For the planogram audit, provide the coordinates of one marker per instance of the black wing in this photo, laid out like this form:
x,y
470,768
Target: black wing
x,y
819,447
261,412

» Work to complete: Please copy each line of the entries above without changing a single character.

» Task result:
For the planogram audit, provide the coordinates of one marker per instance of the black wing in this photo, laid out like this form:
x,y
470,768
Target: black wing
x,y
819,447
261,412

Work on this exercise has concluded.